Given data -
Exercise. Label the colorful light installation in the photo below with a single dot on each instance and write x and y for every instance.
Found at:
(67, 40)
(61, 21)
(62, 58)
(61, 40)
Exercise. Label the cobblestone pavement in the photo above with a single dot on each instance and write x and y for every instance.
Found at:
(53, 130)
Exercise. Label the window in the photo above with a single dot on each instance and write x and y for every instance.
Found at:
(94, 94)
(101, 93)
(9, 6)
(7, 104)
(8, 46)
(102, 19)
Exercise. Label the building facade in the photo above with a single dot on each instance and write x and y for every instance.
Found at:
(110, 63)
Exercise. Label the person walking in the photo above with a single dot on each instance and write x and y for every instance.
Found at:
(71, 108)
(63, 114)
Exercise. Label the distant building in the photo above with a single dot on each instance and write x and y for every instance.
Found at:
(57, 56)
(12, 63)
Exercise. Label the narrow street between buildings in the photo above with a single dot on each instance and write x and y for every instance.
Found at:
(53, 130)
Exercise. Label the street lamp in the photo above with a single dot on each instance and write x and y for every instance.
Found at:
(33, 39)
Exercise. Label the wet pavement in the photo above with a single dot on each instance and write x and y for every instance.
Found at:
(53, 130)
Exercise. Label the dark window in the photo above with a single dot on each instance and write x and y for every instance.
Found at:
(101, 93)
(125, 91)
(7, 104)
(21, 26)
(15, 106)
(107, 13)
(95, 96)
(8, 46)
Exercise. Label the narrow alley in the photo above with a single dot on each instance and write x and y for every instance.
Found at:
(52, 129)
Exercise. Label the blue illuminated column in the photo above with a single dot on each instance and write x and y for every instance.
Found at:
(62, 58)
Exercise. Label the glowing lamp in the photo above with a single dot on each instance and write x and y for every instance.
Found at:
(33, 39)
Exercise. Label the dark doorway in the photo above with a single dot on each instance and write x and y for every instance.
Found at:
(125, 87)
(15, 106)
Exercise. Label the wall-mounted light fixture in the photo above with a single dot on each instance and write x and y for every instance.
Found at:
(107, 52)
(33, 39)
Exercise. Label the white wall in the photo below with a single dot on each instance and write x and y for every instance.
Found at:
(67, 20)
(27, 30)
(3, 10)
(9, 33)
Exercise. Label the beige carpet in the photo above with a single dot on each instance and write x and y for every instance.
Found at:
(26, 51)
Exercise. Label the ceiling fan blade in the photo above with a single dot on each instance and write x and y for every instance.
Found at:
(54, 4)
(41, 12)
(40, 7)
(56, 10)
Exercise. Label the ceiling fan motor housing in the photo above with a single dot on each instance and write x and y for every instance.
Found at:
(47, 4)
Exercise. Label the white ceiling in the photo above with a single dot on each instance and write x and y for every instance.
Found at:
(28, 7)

Instructions for the task - Retype all of the records above without a single alteration.

Expected output -
Exercise. Label the colorful light installation in the photo below with a single dot on each instance and write x and y for every instance.
Found at:
(67, 40)
(61, 21)
(62, 58)
(61, 40)
Exercise. Label the cobblestone pavement in the photo above with a single dot on each instance and write x and y for every instance.
Found at:
(53, 130)
Exercise. Label the window in the photo above with a single dot on each instance and write x and y for every instance.
Found at:
(94, 94)
(101, 93)
(9, 6)
(7, 104)
(8, 46)
(102, 19)
Exercise. Label the building facade in the photo above with a single dot on each instance and write x and y for every instance.
Found at:
(110, 63)
Exercise. Label the person walking in the photo above with a single dot on each instance and write x and y for every instance.
Found at:
(71, 108)
(63, 114)
Exercise. Label the distant building in the photo above with a single dot on each instance and write x and y for every instance.
Found at:
(57, 56)
(12, 63)
Exercise. Label the narrow street between buildings in the photo above with a single dot on each instance and write x and y for every instance.
Found at:
(53, 130)
Exercise. Label the street lamp in the photo above with a single dot on each instance and write x and y for every instance.
Found at:
(33, 39)
Exercise. Label the wet pavement in the photo above with a single dot on each instance and write x and y for every instance.
Found at:
(53, 130)
Exercise. Label the dark window in the photo above with a single dot on each instance and write x and y for every instance.
Found at:
(101, 93)
(125, 91)
(7, 104)
(21, 26)
(15, 106)
(107, 13)
(95, 96)
(8, 46)
Exercise. Label the narrow alley in the photo above with a single dot on each instance and write x and y for every instance.
Found at:
(52, 129)
Exercise. Label the blue illuminated column in the photo above with a single dot on each instance and write x and y for every instance.
Found at:
(62, 58)
Exercise. Label the glowing lamp in the photo above with a single dot on each instance and write x and y for every instance.
Found at:
(33, 39)
Exercise. Label the dark doorway in the photo above with a single dot on each instance and write x and y for every instance.
Found at:
(125, 87)
(15, 106)
Exercise. Label the wall-mounted light fixture in the photo above with a single dot on each instance and write x and y for every instance.
Found at:
(107, 52)
(33, 39)
Exercise. Label the white wall in the photo below with a single dot on each instance and write x and y for every instance.
Found at:
(67, 20)
(27, 30)
(3, 10)
(9, 33)
Exercise. Label the beige carpet in the photo above with a single dot on each instance and write x and y for every instance.
Found at:
(26, 51)
Exercise. Label the ceiling fan blade in the photo above with a single dot on each instance and write x and y for every instance.
Found at:
(54, 4)
(41, 12)
(40, 7)
(56, 10)
Exercise. Label the ceiling fan motor housing in the photo above with a single dot on each instance and write x and y for every instance.
Found at:
(47, 4)
Exercise. Label the white ceiling in the photo above with a single dot on each instance and write x and y for every instance.
Found at:
(28, 7)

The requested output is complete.